WRITTEN REQUEST:
What follows is a listing; restate every line of it word for word.
— START OF RECORDS PROVIDED —
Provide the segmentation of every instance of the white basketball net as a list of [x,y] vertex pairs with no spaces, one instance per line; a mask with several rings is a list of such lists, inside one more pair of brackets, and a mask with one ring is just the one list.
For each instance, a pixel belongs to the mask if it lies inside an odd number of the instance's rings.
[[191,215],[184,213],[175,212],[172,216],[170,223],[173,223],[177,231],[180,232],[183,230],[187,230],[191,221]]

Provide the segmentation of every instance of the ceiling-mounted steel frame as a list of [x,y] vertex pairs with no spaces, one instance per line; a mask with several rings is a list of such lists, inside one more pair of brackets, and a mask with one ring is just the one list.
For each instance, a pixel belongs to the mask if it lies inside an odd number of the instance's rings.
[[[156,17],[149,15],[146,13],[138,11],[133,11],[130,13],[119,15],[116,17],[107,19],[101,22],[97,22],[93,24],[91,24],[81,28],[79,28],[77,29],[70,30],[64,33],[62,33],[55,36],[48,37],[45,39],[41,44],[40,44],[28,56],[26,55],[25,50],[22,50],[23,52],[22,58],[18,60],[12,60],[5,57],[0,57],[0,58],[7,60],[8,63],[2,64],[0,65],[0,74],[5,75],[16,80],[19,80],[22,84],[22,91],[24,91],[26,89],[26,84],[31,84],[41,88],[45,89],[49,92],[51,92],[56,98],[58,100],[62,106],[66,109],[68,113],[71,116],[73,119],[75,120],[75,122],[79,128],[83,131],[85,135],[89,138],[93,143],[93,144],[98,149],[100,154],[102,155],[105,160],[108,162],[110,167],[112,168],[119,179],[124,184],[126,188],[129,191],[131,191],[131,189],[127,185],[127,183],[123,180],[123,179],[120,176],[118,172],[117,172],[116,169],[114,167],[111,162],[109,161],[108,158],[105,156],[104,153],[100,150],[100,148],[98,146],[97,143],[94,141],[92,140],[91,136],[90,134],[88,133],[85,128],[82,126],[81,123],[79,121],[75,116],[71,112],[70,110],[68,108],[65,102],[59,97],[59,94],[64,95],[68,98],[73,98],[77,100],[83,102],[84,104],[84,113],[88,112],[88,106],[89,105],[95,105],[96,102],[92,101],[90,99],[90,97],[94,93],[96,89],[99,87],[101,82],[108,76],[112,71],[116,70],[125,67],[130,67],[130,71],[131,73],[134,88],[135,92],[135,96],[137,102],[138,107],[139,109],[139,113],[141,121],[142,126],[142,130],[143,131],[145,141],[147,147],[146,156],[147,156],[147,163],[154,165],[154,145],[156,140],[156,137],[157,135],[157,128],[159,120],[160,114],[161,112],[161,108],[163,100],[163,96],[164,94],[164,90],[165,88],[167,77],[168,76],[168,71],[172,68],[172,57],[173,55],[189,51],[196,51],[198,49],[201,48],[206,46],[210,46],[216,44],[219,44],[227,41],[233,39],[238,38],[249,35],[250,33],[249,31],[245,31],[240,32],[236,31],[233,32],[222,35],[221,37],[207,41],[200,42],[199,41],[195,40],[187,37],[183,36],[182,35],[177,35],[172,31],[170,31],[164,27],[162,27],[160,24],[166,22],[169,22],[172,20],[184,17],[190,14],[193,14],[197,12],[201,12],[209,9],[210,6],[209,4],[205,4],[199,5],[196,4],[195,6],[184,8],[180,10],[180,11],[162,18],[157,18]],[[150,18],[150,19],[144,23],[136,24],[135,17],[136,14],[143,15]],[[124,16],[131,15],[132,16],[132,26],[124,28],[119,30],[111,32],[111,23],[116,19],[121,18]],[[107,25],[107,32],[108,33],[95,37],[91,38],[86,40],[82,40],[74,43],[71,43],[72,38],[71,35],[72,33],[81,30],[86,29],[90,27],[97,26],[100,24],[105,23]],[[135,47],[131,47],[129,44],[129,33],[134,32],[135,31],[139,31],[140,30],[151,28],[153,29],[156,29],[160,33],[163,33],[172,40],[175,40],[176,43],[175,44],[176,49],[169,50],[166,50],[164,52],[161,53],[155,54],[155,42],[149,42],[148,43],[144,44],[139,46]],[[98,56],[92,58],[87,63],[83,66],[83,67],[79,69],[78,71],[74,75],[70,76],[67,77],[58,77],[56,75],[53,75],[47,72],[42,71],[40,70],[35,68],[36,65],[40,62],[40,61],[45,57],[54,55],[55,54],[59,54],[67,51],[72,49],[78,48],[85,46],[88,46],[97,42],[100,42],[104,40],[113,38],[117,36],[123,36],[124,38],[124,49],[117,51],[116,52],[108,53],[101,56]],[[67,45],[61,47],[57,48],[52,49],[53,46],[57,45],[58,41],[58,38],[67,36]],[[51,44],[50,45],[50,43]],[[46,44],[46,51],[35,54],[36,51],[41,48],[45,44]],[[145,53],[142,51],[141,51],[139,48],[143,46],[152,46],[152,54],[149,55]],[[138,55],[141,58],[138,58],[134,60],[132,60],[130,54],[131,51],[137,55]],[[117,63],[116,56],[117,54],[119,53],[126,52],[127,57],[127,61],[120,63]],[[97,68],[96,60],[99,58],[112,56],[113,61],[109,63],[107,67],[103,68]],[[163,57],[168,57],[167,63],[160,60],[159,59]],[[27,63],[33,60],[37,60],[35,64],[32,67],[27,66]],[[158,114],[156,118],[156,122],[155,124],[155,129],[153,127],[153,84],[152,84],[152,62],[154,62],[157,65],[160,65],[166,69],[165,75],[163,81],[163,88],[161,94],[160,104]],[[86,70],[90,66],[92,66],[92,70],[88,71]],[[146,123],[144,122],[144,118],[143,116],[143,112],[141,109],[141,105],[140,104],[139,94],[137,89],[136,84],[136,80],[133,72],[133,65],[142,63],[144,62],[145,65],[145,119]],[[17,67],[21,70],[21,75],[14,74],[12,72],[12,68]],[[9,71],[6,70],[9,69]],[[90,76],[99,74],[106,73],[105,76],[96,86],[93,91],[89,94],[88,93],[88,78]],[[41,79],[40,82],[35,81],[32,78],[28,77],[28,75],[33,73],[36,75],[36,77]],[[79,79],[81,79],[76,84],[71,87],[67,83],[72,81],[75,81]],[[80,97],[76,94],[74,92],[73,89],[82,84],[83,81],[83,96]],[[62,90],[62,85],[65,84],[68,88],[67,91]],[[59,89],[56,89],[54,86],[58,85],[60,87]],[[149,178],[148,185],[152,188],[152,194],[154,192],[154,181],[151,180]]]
— END OF RECORDS PROVIDED —
ANSWER:
Provide the segmentation of every instance of the white basketball net as a list of [x,y] vertex pairs with no spaces, one instance per line; a mask with several rings is a list of such lists, inside one more pair of brackets, and a mask with one ring is just the one list.
For each instance, a pixel belongs to the mask if it lies inside an odd number of the instance's rings.
[[191,215],[184,213],[175,212],[172,216],[170,223],[173,223],[177,231],[180,232],[183,230],[187,230],[191,221]]

Provide the segmentation of every instance of the ceiling-mounted steel frame as a list of [x,y] vertex pairs with no spaces, one instance per line; a mask with several rings is a list of such lists, inside one more pair of brackets, and a mask with one ring is just the one list.
For each instance, a pixel belongs to the mask if it lies inside an odd number of the instance's rings.
[[[156,17],[149,15],[146,13],[138,11],[133,11],[130,13],[119,15],[116,17],[107,19],[101,22],[97,22],[93,24],[91,24],[81,28],[79,28],[77,29],[70,30],[64,33],[62,33],[55,36],[48,37],[45,39],[41,44],[40,44],[28,56],[26,55],[25,50],[22,50],[23,52],[22,58],[18,60],[12,60],[5,57],[0,57],[0,58],[7,60],[8,63],[2,64],[0,65],[0,74],[5,75],[16,80],[19,80],[22,84],[22,91],[24,91],[26,89],[26,84],[31,84],[41,88],[45,89],[49,92],[51,92],[56,98],[58,100],[62,106],[66,109],[68,113],[71,116],[73,119],[75,120],[75,122],[79,128],[83,131],[85,135],[89,138],[93,143],[93,144],[98,149],[100,154],[102,155],[105,160],[108,162],[110,167],[112,168],[119,179],[124,184],[126,188],[129,191],[131,191],[131,189],[127,185],[127,183],[123,180],[123,179],[120,176],[118,172],[117,172],[116,169],[114,167],[111,162],[109,161],[108,158],[105,156],[104,153],[100,150],[100,148],[98,146],[97,143],[94,141],[92,140],[91,136],[90,134],[88,133],[85,128],[82,126],[81,123],[79,121],[75,116],[71,112],[70,110],[68,108],[65,102],[59,97],[59,94],[64,95],[68,98],[73,98],[77,100],[83,102],[84,104],[84,113],[88,112],[88,106],[89,105],[95,105],[96,102],[92,101],[90,99],[90,97],[94,93],[96,89],[99,87],[101,82],[108,76],[112,71],[116,70],[125,67],[130,67],[130,71],[131,73],[134,88],[135,92],[135,96],[137,102],[138,107],[139,109],[139,113],[141,121],[142,126],[142,130],[143,131],[145,141],[147,147],[146,156],[147,156],[147,163],[154,165],[154,145],[156,140],[156,137],[157,135],[157,128],[159,120],[160,114],[161,112],[161,108],[163,100],[163,96],[164,94],[164,90],[165,88],[167,77],[168,76],[168,71],[172,68],[172,57],[173,55],[189,51],[196,51],[198,49],[201,48],[206,46],[210,46],[216,44],[219,44],[227,41],[233,39],[238,38],[249,35],[250,33],[249,31],[245,31],[240,32],[236,31],[233,32],[222,35],[221,37],[207,41],[200,42],[199,41],[195,40],[187,37],[183,36],[182,35],[177,35],[172,31],[170,31],[164,27],[162,27],[160,24],[166,22],[169,22],[172,20],[184,17],[190,14],[193,14],[197,12],[201,12],[209,9],[210,6],[209,4],[205,4],[199,5],[196,4],[195,6],[184,8],[180,10],[180,11],[162,18],[157,18]],[[150,18],[150,19],[144,23],[136,24],[135,17],[136,14],[143,15]],[[124,16],[131,15],[132,16],[132,26],[124,28],[119,30],[111,32],[111,23],[116,19],[121,18]],[[107,25],[107,32],[108,33],[95,37],[91,38],[86,40],[82,40],[74,43],[71,43],[72,38],[71,35],[72,33],[81,30],[86,29],[90,27],[97,26],[100,24],[105,23]],[[135,47],[131,47],[129,44],[129,33],[134,32],[135,31],[139,31],[140,30],[151,28],[153,29],[156,29],[160,33],[163,33],[172,40],[175,40],[176,43],[175,44],[176,49],[169,50],[166,50],[164,52],[161,53],[155,54],[155,42],[149,42],[148,43],[144,44],[139,46]],[[98,56],[92,58],[87,63],[83,66],[83,67],[79,69],[78,71],[74,75],[70,76],[67,77],[58,77],[56,75],[53,75],[47,72],[42,71],[40,70],[35,68],[36,65],[40,62],[40,61],[45,57],[54,55],[55,54],[59,54],[67,51],[72,49],[78,48],[85,46],[88,46],[97,42],[100,42],[104,40],[113,38],[117,36],[123,36],[124,38],[124,49],[117,51],[116,52],[108,53],[101,56]],[[67,45],[61,47],[57,48],[52,49],[53,46],[57,45],[58,41],[58,38],[67,36]],[[51,44],[50,45],[50,43]],[[46,44],[46,51],[35,54],[36,51],[41,48],[45,44]],[[145,53],[142,51],[141,51],[139,48],[143,46],[152,46],[152,54],[149,55]],[[138,55],[141,58],[138,58],[134,60],[132,60],[130,54],[131,51],[137,55]],[[117,63],[116,56],[117,54],[119,53],[126,52],[127,57],[127,61],[120,63]],[[97,68],[96,60],[99,58],[112,56],[113,61],[109,63],[107,67],[103,68]],[[163,57],[168,57],[167,63],[160,60],[159,59]],[[27,63],[33,60],[37,60],[35,64],[32,67],[27,66]],[[158,114],[156,118],[156,122],[155,124],[155,129],[153,127],[153,84],[152,84],[152,62],[154,62],[157,65],[160,65],[166,69],[165,75],[163,81],[163,88],[161,94],[160,104]],[[86,70],[90,66],[92,66],[92,70],[88,71]],[[146,123],[144,122],[144,118],[143,116],[143,112],[141,109],[141,105],[140,104],[139,94],[137,89],[136,84],[136,80],[133,72],[133,65],[142,63],[144,62],[145,65],[145,119]],[[17,67],[21,70],[21,75],[14,74],[12,72],[12,68]],[[9,71],[6,70],[9,69]],[[90,76],[99,74],[106,73],[105,76],[96,86],[93,91],[89,94],[88,93],[88,78]],[[41,79],[40,82],[35,81],[32,78],[28,77],[28,75],[33,73],[36,75],[36,77]],[[79,79],[81,79],[76,84],[71,87],[67,83],[72,81],[75,81]],[[80,97],[76,94],[74,92],[73,89],[82,84],[83,81],[83,96]],[[62,90],[62,85],[65,84],[68,88],[67,91]],[[59,89],[56,89],[54,86],[58,85],[60,87]],[[149,178],[148,185],[152,188],[152,194],[154,192],[154,181],[151,180]]]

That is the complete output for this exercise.